The records beneath should be printed exactly, and the pictures are to be left out.

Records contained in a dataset
--

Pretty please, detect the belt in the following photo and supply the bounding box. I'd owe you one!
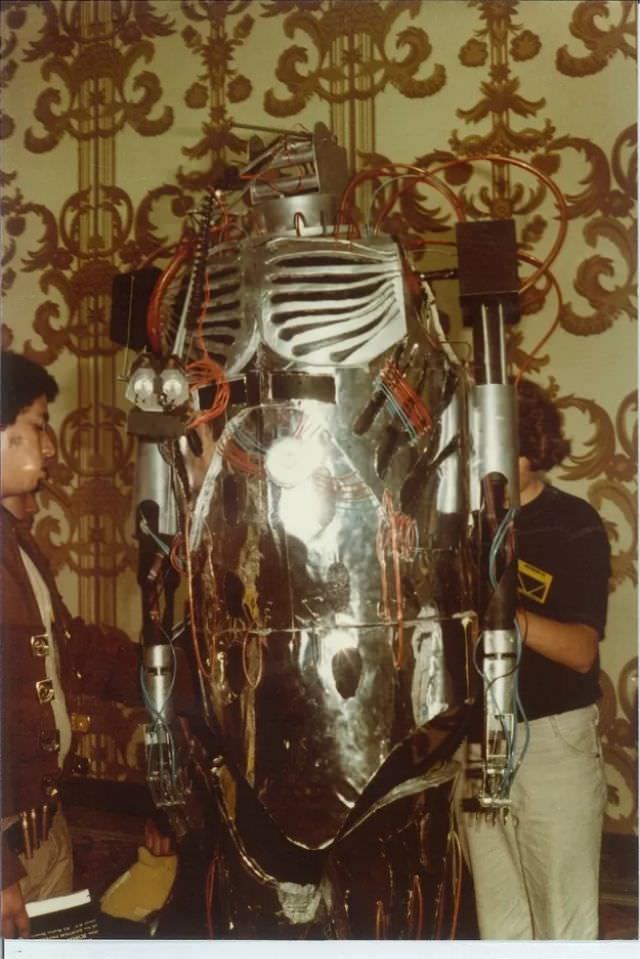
[200,370,336,409]
[3,800,59,859]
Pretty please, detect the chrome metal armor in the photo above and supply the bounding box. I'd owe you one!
[125,123,521,937]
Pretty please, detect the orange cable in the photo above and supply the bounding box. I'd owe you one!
[169,532,185,574]
[426,153,569,293]
[146,240,190,353]
[372,173,465,233]
[341,154,568,297]
[184,510,213,679]
[335,164,465,237]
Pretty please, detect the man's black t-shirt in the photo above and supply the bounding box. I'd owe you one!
[515,483,610,721]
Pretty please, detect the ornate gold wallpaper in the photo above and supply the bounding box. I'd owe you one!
[1,0,636,832]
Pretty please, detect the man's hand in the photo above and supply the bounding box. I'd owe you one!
[144,817,174,857]
[1,881,29,938]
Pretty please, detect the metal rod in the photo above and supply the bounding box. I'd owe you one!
[232,122,308,136]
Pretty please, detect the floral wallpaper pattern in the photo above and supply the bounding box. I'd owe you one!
[1,0,636,832]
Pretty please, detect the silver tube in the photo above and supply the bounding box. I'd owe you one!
[142,644,174,724]
[134,440,178,537]
[469,383,519,511]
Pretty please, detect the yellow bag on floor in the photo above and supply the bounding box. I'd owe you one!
[100,846,177,922]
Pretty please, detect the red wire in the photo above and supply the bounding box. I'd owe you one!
[337,154,568,298]
[376,491,417,668]
[426,153,569,293]
[184,510,213,679]
[220,438,265,476]
[146,240,190,353]
[372,174,464,233]
[335,164,465,237]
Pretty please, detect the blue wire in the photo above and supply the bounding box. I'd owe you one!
[488,507,517,589]
[379,380,419,444]
[139,634,179,787]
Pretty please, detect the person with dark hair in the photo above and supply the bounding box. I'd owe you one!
[455,377,610,940]
[0,350,145,938]
[0,351,60,430]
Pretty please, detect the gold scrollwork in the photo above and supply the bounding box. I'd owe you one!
[59,404,135,478]
[555,393,618,481]
[0,2,27,141]
[546,136,614,220]
[612,123,637,201]
[603,744,638,833]
[599,666,638,832]
[178,2,254,190]
[559,217,636,336]
[3,180,141,359]
[618,657,638,726]
[554,391,637,589]
[20,0,175,154]
[19,1,175,64]
[263,0,445,118]
[0,173,23,296]
[59,186,135,261]
[33,399,136,577]
[507,327,550,380]
[119,185,194,267]
[451,1,552,156]
[556,0,637,78]
[356,148,455,240]
[25,39,173,152]
[615,392,638,479]
[2,186,72,288]
[27,260,120,361]
[589,479,637,590]
[36,477,136,578]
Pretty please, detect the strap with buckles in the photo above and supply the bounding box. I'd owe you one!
[3,799,59,859]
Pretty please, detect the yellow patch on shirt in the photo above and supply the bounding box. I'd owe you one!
[517,559,553,605]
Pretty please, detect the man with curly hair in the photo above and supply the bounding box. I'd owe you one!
[456,378,611,940]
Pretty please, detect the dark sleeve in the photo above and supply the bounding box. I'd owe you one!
[68,619,201,716]
[68,618,142,706]
[562,514,611,638]
[1,834,26,889]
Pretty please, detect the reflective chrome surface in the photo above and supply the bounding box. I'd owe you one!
[469,382,520,509]
[182,291,474,847]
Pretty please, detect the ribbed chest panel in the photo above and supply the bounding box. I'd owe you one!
[250,236,407,366]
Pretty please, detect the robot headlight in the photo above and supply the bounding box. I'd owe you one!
[265,435,325,488]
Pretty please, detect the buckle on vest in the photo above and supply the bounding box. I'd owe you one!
[41,774,60,799]
[35,679,55,704]
[40,729,61,753]
[70,713,91,733]
[30,633,50,657]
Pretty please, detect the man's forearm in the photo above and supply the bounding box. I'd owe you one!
[516,608,599,674]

--

ANSWER TO THIS TASK
Pretty please, detect the belt in the following photo and supply the bounding box. I'd owe you one!
[200,370,336,409]
[3,800,59,859]
Pretty please, detect the chrome metal armor in the photo above and supply the bounding box. I'd owe you one!
[125,123,521,937]
Pretty please, detect the orange cable in the photo above and supply the bounding box. I'd owe you one!
[169,532,185,574]
[426,153,569,293]
[146,240,190,353]
[372,173,465,233]
[341,154,568,297]
[184,510,213,679]
[335,164,465,237]
Pretty please, detect the man's black t-shirt in the photo above and supply the bounding box. I'd owe you one!
[515,483,610,721]
Pretty please, detect the ornate gold wallpaper in the photo above and supply the bounding box. I'd owe you one!
[1,0,636,832]
Pretty please, detect the man's hand in the photo above and supply the bounding box. I'd owe you one!
[144,817,174,857]
[1,881,29,938]
Pretty please, detect the metal rod in the photo above and supply the bounding box. I'd owe you one!
[232,122,308,136]
Pretty please, detect the floral wallpaper pattern in the photo above and supply the bounding box. I'd owe you one!
[1,0,636,832]
Pretty please, detect the silver tube in the photo above and supply the bounding box. I'd owe you one!
[142,644,174,724]
[134,440,178,537]
[469,383,519,511]
Pretty please, detect the yellow bag on floor in the photo above and supply the bounding box. I'd owe you one!
[100,846,177,922]
Pretty please, detect the red wire in the photo above and supply the bounding box. I'd owe you one!
[337,154,568,298]
[376,491,417,668]
[426,153,569,293]
[184,510,213,679]
[220,438,265,476]
[146,240,190,353]
[372,174,464,233]
[335,164,465,237]
Pretty please, detect the blue wire in the photo above and supply the bounding box. I'd owe you one!
[488,507,517,589]
[379,380,419,444]
[139,634,179,787]
Pretty please, detect the person with dark hair in the photo above and supply the bounding box. I'd owe you one!
[455,377,610,940]
[0,350,145,938]
[0,351,60,430]
Pretty please, detect the gold scrollwork in the photo above and supply the bounding box. I'd owe you one!
[59,404,135,478]
[555,393,618,481]
[0,2,27,141]
[546,136,614,220]
[612,123,637,201]
[603,744,638,833]
[599,666,638,832]
[178,2,254,190]
[559,217,636,336]
[3,180,141,359]
[618,657,638,726]
[554,391,637,589]
[20,0,175,154]
[19,1,175,64]
[263,0,445,118]
[0,173,23,296]
[59,186,135,261]
[33,399,136,577]
[507,327,550,380]
[119,185,194,267]
[451,1,552,156]
[556,0,637,78]
[356,148,455,240]
[25,39,173,152]
[615,392,638,479]
[2,186,72,288]
[27,260,120,361]
[589,479,637,590]
[36,477,136,578]
Pretty please, detect the strap with buckles in the photo above and supply the bounding box. I'd owe you one!
[3,799,59,859]
Pretty please, detect the yellow patch on shirt in the photo above and supply the bounding box. I'd owe you one!
[517,559,553,605]
Pretty please, detect the man with curly hair in the photo above and supply the bounding box. I'd owe you one!
[456,378,611,940]
Pretty please, detect the dark sleeve in the photo above and supply the bounding box. I'd owe you one!
[68,619,201,716]
[68,618,142,706]
[562,514,611,638]
[1,834,26,889]
Pretty please, detect the reflective chrome surface in the photo above and supply the bounding box. I'd owe you one!
[469,382,520,509]
[182,291,474,847]
Pretty please, detect the ribbed chest panel in the photo above and supply the bounding box. I'd owe you one!
[250,236,407,366]
Pretty please, detect the robot headlight in the photo above and supply the bounding box. I'd owe you one!
[265,435,325,488]
Pretty please, detect the buckle on vest in the photo above and supply the bounding box. I'd owe you one!
[41,774,60,799]
[35,679,55,704]
[40,729,61,753]
[70,713,91,733]
[30,633,50,657]
Pretty please, detect the man's forearm in the photo above and supply the bounding box. I'd owe you one!
[516,608,599,674]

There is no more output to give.